Katz (1963, 1966), in particular, showed how the decision-making process is related to the broader process of vocational development. Results from the massive Project TALENT validation studies also have been placed firmly within the context of vocational development theory and decision theory (Cooley and Lohnes, 1968). The era in which the Parsonian concept of test interpretation could be viewed as the epitome of educational and vocational guidance is past. However, the above studies and formulations leave little doubt about the continued importance of test information in the vocational development process.

Bridges between Data and Information

Goldman (1961) described three objective bridges between test scores and their meaning for the counselee: the norm bridge, the regression bridge, and the discriminant bridge. Most of our current data-information conversion procedures consist of some form of the norm bridge. As Goldman notes, the norm bridge is an incomplete bridge since test norms simply permit one to estimate tending in some group and do not, per se, indicate the implications of this standing. The regression bridge, however, is a complete bridge from test scores to their implications and, as such, readily lends itself to data-information conversion. Usually, the implications are in the form of success predictions obtained via experience tables or regression equations.

The third bridge noted by Goldman, the discriminant bridge, provides an objective measure of a counselee's similarity to various criterion groups. Discriminant analysis techniques, when combined with the centour score procedures developed by Tiedeman, Bryan, and Rulon (1951), permit the comparison of counselee's test results with those of various criterion groups along the major dimensions of test data that differentiate the groups. The complementary nature of similarity and success estimates was first discussed some 20 years ago (Rulon, 1951; Tiedeman et al., 1951). Many counselors, however, are unfamiliar with the characteristics of similarity (centour) scores or their potential role in test interpretation since these topics have received little attention in testing texts or test interpretation manuals.

────────────────────

* _Instruction 1_
Copy the passage on test interpretation word for word, starting at "Katz (1963, 1966), in" and ending at "vocational development process.".
The text and the records come from unrelated sources.

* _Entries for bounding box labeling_
────────────────────

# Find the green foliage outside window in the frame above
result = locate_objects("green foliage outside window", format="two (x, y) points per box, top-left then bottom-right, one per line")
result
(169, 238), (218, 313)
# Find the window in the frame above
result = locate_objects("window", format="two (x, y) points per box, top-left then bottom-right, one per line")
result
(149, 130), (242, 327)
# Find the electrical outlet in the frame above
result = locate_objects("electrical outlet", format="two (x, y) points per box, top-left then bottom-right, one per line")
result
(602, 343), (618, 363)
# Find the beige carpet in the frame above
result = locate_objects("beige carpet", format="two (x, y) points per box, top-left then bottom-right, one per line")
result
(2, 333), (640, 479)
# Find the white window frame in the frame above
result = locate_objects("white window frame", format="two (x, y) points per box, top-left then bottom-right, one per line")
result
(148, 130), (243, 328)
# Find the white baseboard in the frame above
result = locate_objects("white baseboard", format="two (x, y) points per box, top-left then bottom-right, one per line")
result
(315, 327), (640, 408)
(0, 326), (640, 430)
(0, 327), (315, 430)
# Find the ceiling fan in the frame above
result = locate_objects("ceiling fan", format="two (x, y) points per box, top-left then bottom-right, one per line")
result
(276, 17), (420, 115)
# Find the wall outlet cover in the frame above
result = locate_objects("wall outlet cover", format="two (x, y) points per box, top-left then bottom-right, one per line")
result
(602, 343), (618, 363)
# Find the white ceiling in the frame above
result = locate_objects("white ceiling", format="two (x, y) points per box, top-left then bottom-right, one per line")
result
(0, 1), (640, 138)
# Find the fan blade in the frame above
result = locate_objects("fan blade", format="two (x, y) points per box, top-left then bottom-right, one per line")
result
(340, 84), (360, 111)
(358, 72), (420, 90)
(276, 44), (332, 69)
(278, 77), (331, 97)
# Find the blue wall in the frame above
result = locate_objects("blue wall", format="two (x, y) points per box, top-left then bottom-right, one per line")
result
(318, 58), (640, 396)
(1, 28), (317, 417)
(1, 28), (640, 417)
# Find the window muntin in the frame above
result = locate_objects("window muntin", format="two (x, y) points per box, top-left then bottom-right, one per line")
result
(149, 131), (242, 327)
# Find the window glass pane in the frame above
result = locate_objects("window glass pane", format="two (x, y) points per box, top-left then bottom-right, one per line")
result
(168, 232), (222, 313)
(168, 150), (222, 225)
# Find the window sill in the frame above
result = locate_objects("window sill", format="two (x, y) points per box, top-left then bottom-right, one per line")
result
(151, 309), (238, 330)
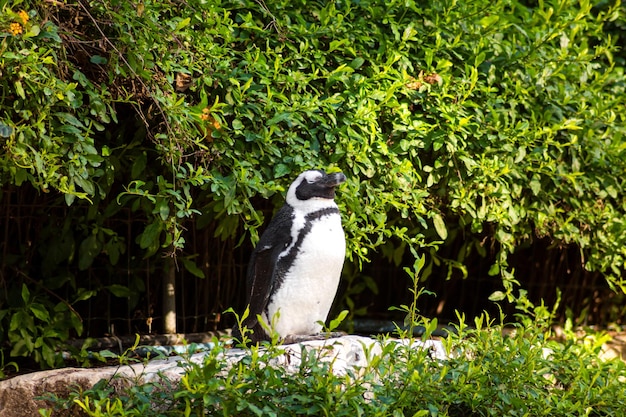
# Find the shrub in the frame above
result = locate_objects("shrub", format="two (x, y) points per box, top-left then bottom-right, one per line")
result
(0, 0), (626, 365)
(43, 300), (626, 417)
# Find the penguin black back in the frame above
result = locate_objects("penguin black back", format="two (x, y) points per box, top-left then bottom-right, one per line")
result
(233, 170), (346, 343)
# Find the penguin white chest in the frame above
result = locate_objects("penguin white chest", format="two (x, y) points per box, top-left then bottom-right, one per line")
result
(266, 213), (346, 337)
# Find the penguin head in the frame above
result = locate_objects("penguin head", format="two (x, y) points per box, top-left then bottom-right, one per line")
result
(287, 169), (346, 206)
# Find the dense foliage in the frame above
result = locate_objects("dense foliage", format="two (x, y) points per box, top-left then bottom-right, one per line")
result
(0, 0), (626, 366)
(42, 307), (626, 417)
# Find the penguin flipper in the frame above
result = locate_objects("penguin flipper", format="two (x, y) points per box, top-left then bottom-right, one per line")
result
(238, 205), (293, 342)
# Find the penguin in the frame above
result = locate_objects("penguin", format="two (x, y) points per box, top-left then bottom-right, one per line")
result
(233, 170), (346, 343)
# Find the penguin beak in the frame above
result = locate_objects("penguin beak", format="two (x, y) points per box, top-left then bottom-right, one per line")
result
(320, 172), (347, 187)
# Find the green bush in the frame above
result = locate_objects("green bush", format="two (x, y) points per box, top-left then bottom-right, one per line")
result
(0, 0), (626, 366)
(42, 300), (626, 417)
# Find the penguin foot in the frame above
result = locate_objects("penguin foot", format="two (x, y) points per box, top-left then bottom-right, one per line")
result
(282, 332), (348, 345)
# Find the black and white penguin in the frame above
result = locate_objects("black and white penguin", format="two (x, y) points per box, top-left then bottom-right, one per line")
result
(233, 170), (346, 343)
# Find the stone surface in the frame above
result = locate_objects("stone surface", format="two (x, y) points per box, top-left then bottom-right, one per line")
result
(0, 336), (446, 417)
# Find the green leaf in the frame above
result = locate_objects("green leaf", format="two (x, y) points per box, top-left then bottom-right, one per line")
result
(15, 80), (26, 99)
(29, 303), (50, 323)
(89, 55), (108, 65)
(328, 310), (349, 332)
(139, 222), (162, 249)
(433, 213), (448, 240)
(22, 284), (30, 304)
(0, 122), (13, 138)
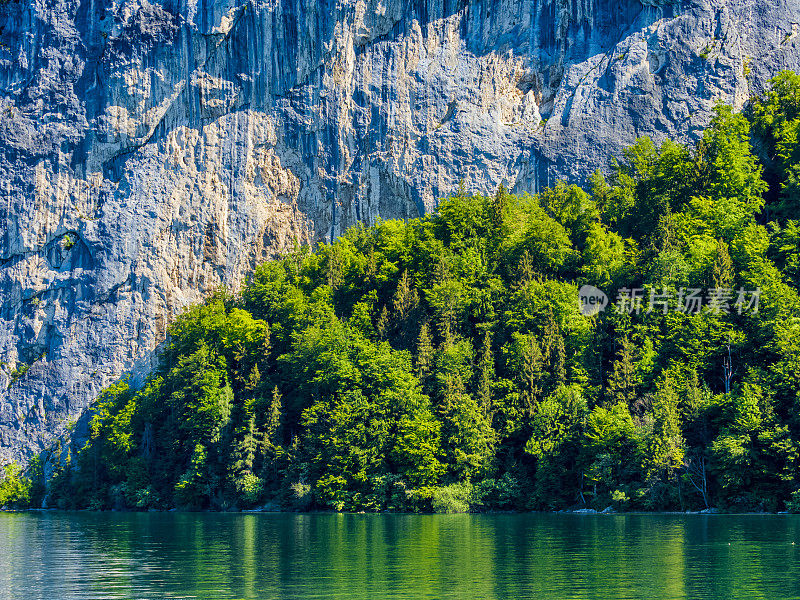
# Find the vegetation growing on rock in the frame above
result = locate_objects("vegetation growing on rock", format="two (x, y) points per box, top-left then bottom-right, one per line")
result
(9, 73), (800, 512)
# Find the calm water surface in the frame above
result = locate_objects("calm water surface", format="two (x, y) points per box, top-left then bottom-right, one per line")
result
(0, 512), (800, 600)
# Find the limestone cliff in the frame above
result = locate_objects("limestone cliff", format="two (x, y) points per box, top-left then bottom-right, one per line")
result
(0, 0), (800, 461)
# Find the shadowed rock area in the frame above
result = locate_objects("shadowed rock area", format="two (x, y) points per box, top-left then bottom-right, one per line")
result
(0, 0), (800, 462)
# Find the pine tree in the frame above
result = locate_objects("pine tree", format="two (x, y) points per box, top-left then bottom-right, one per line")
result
(478, 331), (494, 416)
(522, 335), (544, 417)
(416, 322), (433, 384)
(608, 336), (637, 408)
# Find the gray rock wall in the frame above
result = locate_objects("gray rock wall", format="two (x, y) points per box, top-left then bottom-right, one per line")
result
(0, 0), (800, 461)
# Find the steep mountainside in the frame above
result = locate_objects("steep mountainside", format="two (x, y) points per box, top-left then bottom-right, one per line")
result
(0, 0), (800, 460)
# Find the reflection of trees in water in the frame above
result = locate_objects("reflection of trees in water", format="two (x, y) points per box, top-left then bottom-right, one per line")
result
(0, 513), (800, 600)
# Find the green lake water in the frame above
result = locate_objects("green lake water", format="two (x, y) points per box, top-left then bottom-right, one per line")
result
(0, 512), (800, 600)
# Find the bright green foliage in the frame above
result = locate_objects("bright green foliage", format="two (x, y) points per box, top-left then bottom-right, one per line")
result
(42, 73), (800, 512)
(0, 463), (33, 508)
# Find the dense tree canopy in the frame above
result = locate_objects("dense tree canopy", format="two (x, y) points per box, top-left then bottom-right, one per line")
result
(9, 73), (800, 511)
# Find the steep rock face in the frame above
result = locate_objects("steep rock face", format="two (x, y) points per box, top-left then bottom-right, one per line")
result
(0, 0), (800, 461)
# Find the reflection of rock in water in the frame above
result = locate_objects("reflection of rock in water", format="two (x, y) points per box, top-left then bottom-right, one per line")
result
(0, 0), (800, 458)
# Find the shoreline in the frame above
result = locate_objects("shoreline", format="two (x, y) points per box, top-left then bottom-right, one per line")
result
(0, 508), (800, 517)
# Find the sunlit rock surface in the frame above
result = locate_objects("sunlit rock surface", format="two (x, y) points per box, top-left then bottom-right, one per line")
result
(0, 0), (800, 461)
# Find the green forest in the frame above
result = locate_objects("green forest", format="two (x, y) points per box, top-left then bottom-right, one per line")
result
(0, 72), (800, 512)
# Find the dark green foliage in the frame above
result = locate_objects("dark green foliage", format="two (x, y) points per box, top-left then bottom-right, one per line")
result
(42, 74), (800, 512)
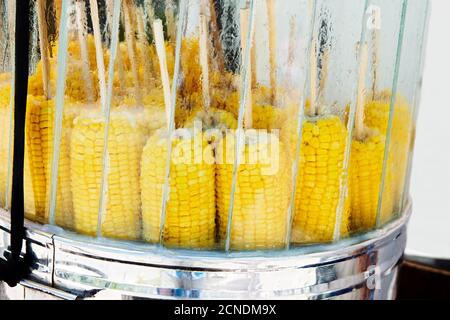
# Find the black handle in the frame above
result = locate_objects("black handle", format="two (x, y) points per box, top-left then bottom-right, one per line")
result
(0, 0), (30, 286)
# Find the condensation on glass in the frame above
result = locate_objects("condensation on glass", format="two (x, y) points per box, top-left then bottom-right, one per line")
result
(6, 0), (429, 251)
(0, 1), (15, 209)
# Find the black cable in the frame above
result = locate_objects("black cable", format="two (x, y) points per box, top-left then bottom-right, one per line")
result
(0, 0), (30, 286)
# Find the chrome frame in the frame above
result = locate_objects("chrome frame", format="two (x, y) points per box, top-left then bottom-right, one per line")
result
(0, 205), (411, 300)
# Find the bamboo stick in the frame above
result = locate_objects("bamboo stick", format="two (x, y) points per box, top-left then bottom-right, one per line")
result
(355, 43), (369, 141)
(106, 0), (126, 91)
(153, 19), (172, 128)
(136, 9), (152, 91)
(36, 0), (52, 100)
(123, 0), (142, 105)
(75, 1), (94, 102)
(199, 14), (211, 110)
(240, 9), (253, 129)
(309, 40), (317, 117)
(89, 0), (106, 108)
(266, 0), (277, 104)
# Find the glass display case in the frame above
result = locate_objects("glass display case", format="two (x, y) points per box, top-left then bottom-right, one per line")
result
(0, 0), (429, 298)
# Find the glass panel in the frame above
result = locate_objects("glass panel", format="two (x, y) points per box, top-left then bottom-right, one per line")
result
(16, 0), (428, 251)
(0, 1), (15, 209)
(292, 1), (366, 244)
(350, 0), (404, 232)
(391, 0), (430, 213)
(24, 0), (57, 222)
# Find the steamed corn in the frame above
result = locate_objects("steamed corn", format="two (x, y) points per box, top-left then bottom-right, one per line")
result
(70, 110), (143, 240)
(292, 116), (350, 243)
(141, 130), (216, 249)
(216, 132), (289, 250)
(349, 130), (393, 232)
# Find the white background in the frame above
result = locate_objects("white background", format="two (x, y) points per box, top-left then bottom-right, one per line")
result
(407, 0), (450, 259)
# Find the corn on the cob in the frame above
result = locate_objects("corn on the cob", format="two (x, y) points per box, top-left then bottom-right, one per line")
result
(184, 108), (238, 131)
(40, 101), (78, 229)
(349, 130), (393, 232)
(141, 130), (216, 249)
(70, 110), (143, 240)
(24, 96), (78, 229)
(365, 94), (412, 210)
(24, 96), (47, 222)
(0, 86), (11, 208)
(292, 116), (350, 243)
(216, 133), (289, 250)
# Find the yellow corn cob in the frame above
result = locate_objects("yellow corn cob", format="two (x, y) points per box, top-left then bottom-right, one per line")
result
(40, 100), (78, 229)
(349, 130), (393, 232)
(185, 108), (238, 130)
(292, 116), (350, 243)
(365, 99), (412, 210)
(216, 133), (289, 250)
(24, 96), (47, 222)
(0, 85), (11, 208)
(70, 110), (143, 240)
(141, 130), (216, 249)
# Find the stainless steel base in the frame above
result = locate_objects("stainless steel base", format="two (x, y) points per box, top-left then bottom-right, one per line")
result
(0, 206), (411, 299)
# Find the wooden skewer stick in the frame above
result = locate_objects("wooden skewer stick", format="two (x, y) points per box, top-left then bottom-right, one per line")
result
(89, 0), (106, 108)
(136, 9), (152, 92)
(36, 0), (52, 100)
(53, 0), (62, 33)
(240, 9), (253, 129)
(199, 14), (211, 110)
(75, 1), (94, 102)
(106, 0), (125, 90)
(209, 0), (225, 71)
(165, 0), (177, 41)
(355, 43), (369, 141)
(153, 19), (172, 128)
(288, 17), (297, 69)
(123, 1), (142, 105)
(267, 0), (277, 104)
(309, 40), (317, 117)
(372, 14), (380, 100)
(317, 47), (330, 107)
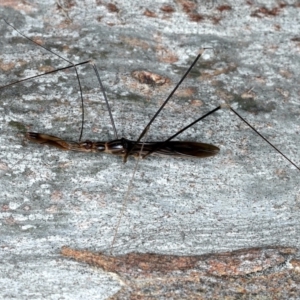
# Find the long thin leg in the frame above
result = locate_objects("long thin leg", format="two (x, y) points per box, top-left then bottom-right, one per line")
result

────────────────────

* _Instruction 2_
Rewrite the lines of the records starting at the one containing "# Find the ceiling fan in the frame above" and ending at the one containing "(151, 309), (238, 330)", with "window" replaced by "casement" and nothing else changed. Return only those lines.

* _Written reply 1_
Katz (1963, 1966), in particular, showed how the decision-making process is related to the broader process of vocational development. Results from the massive Project TALENT validation studies also have been placed firmly within the context of vocational development theory and decision theory (Cooley and Lohnes, 1968). The era in which the Parsonian concept of test interpretation could be viewed as the epitome of educational and vocational guidance is past. However, the above studies and formulations leave little doubt about the continued importance of test information in the vocational development process.

* _Written reply 2_
# Find the ceiling fan in the frame above
result = locate_objects("ceiling fan", format="two (x, y) points per box, top-left then bottom-right, one per line")
result
(276, 17), (420, 115)
# Find the wall outlet cover in the frame above
result = locate_objects("wall outlet cover", format="two (x, y) points per box, top-left then bottom-right, one per line")
result
(602, 343), (618, 363)
# Find the white ceiling in the frame above
result = locate_objects("white ceiling", format="two (x, y) points per box, top-left then bottom-right, one per line")
result
(0, 1), (640, 138)
# Find the fan blade in the frame above
result = locate_objects("fan blade", format="two (x, y) points per box, top-left then bottom-right, one per line")
result
(340, 84), (360, 111)
(358, 72), (420, 90)
(276, 44), (332, 69)
(278, 77), (331, 97)
# Find the blue wall in the frame above
result = locate_objects("blue wall", format="two (x, y) points per box, top-left then bottom-right, one per line")
result
(318, 58), (640, 396)
(1, 28), (317, 417)
(1, 28), (640, 417)
# Find the casement muntin in the frame above
result = locate_objects("casement muntin", format="two (x, y) points per box, top-left then bottom-right, one per line")
result
(149, 131), (242, 327)
# Find the casement glass pane in the frame above
result = locate_objects("casement glass pane", format="two (x, y) points per box, top-left then bottom-right, one per line")
result
(168, 232), (222, 313)
(168, 150), (222, 225)
# Find the casement sill in the frame above
result = locate_objects("casement sill", format="two (x, y) points per box, top-left then bottom-right, one per line")
result
(151, 309), (238, 330)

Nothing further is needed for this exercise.